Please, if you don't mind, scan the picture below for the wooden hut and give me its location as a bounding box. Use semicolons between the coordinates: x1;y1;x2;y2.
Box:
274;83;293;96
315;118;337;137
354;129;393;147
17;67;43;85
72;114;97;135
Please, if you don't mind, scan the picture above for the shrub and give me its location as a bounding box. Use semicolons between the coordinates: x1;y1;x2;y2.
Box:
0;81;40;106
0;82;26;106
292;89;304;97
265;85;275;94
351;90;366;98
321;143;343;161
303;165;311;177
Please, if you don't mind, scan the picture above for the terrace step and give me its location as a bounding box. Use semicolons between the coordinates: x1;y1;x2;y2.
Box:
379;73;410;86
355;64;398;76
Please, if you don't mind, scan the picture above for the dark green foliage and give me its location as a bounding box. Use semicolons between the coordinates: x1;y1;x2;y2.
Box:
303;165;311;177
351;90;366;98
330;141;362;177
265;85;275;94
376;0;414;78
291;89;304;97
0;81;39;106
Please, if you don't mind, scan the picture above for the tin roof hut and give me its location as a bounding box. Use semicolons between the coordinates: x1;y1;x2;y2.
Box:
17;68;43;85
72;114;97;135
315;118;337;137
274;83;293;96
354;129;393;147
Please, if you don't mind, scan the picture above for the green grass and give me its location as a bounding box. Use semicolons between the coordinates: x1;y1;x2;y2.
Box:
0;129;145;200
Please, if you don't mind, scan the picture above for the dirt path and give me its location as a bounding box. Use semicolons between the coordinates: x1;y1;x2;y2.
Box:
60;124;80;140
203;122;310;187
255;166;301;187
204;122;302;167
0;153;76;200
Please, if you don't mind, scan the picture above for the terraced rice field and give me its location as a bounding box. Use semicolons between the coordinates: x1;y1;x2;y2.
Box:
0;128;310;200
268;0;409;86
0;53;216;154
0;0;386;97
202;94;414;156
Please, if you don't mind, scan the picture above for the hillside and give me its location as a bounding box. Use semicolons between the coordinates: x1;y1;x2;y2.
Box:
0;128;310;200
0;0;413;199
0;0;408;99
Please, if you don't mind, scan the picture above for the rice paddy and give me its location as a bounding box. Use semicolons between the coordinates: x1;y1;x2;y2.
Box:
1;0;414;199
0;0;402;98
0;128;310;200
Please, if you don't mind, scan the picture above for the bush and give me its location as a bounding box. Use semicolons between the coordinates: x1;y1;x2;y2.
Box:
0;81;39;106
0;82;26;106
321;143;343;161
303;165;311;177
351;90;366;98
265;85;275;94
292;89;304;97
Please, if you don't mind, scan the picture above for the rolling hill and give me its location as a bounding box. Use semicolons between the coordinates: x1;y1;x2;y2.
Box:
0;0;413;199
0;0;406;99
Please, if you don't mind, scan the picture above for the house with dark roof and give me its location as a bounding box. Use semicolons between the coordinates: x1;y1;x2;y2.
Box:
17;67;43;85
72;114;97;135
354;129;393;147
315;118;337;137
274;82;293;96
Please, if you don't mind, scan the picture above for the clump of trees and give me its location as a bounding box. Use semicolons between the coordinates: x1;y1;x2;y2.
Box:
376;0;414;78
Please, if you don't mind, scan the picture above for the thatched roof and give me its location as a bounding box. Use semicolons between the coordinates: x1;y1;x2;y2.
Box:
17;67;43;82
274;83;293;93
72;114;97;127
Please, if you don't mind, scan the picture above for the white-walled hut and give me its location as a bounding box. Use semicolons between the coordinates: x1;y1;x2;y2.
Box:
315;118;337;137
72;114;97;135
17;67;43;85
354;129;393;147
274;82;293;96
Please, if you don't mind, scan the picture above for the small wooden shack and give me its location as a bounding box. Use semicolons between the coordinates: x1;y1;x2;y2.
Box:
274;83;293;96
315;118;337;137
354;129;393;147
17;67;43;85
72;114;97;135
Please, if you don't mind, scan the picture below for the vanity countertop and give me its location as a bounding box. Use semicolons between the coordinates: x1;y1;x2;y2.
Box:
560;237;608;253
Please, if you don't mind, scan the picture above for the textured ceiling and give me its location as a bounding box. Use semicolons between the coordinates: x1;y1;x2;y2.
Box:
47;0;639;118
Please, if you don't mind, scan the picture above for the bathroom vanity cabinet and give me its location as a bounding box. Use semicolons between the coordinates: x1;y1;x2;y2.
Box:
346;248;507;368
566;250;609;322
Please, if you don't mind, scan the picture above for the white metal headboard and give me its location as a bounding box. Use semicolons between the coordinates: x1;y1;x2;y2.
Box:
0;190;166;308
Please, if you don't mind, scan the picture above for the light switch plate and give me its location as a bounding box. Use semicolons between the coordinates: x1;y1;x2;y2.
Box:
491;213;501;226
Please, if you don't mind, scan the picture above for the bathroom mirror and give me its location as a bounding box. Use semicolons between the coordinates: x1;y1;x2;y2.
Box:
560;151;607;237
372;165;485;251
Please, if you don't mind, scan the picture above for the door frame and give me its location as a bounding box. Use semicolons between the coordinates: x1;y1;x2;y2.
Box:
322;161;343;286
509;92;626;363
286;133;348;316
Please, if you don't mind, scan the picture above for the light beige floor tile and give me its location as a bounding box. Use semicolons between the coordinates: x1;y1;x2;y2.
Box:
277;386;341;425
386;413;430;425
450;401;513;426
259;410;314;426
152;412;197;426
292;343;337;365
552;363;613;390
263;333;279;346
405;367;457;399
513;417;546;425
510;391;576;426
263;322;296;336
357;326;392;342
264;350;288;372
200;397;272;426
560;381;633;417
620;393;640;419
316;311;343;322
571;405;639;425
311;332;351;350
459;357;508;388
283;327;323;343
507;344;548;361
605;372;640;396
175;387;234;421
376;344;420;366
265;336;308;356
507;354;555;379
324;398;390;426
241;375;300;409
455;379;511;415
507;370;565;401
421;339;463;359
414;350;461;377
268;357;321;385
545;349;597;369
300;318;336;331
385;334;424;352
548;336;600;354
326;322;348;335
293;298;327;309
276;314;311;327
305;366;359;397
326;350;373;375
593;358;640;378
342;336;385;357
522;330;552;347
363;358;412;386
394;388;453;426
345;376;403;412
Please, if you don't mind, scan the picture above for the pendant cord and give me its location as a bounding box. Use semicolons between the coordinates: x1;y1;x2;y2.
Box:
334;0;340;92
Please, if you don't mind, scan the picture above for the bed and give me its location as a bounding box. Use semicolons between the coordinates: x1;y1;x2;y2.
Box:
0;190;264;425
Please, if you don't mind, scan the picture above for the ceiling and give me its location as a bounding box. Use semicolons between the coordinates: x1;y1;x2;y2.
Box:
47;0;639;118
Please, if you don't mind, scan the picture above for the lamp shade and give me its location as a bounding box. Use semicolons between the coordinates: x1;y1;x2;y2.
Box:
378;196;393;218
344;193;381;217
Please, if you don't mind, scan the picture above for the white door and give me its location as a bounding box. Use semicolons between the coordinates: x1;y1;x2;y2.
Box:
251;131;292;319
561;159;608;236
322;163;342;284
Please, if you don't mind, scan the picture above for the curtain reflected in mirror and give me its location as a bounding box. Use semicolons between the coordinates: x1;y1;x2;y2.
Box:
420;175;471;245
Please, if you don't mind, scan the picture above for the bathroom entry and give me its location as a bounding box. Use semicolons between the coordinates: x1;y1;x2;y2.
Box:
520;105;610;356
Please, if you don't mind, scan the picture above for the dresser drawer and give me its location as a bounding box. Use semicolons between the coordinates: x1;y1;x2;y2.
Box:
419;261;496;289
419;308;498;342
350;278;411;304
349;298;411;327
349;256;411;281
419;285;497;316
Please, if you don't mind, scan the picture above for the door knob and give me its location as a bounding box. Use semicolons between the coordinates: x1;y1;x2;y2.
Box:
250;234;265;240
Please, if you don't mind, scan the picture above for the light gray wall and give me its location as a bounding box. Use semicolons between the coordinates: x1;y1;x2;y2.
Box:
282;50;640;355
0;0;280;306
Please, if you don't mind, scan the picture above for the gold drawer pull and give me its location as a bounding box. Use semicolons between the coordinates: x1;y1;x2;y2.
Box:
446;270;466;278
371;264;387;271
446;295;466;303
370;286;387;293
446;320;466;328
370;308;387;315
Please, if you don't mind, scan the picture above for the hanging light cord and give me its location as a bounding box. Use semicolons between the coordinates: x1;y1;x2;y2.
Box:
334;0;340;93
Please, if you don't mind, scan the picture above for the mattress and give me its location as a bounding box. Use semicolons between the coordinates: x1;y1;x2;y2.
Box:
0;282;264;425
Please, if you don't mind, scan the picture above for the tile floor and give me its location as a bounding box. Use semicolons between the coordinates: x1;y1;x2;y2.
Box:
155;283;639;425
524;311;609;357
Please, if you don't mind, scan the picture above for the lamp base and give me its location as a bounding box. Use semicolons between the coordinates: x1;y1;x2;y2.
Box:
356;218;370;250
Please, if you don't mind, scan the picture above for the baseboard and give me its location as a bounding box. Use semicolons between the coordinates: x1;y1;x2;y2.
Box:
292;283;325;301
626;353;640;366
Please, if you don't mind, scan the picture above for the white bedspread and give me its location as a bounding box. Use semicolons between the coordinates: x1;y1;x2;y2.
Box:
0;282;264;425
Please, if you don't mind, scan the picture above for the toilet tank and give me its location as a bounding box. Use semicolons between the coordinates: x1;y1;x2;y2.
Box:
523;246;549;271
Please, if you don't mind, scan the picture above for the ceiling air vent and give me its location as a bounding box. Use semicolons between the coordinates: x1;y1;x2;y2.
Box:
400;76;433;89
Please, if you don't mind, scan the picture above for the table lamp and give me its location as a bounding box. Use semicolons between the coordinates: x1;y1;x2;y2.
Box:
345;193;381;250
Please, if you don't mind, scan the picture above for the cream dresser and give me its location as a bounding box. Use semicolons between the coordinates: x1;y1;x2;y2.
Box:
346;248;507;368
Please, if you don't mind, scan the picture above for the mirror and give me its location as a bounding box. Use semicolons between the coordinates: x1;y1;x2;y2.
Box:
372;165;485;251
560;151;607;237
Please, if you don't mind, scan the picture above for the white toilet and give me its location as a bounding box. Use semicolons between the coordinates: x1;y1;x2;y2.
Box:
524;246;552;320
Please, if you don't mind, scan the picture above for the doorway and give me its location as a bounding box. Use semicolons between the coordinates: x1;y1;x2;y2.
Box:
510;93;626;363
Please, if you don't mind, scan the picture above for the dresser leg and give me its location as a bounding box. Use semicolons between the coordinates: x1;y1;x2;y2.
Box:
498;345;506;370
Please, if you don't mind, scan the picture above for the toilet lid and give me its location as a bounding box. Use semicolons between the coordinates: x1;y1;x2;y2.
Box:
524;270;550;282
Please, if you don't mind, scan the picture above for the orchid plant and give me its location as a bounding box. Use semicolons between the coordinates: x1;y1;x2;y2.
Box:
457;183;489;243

┄┄┄┄┄┄┄┄┄┄

> TASK ITEM: All lines that contain the word "drawer" must be copied from the records above.

> ANSWER TO THIS EXERCISE:
Please, if you don't mind, scan the picture above for the dresser drawer and give me its location as a bounding box. Use semicolons between the coordinates: x1;y1;x2;y2.
Please, if you don't mind, scan the picture above for the gold drawer pull and give me its location as a bounding box. Use semicolons between the coordinates: x1;y1;x2;y2.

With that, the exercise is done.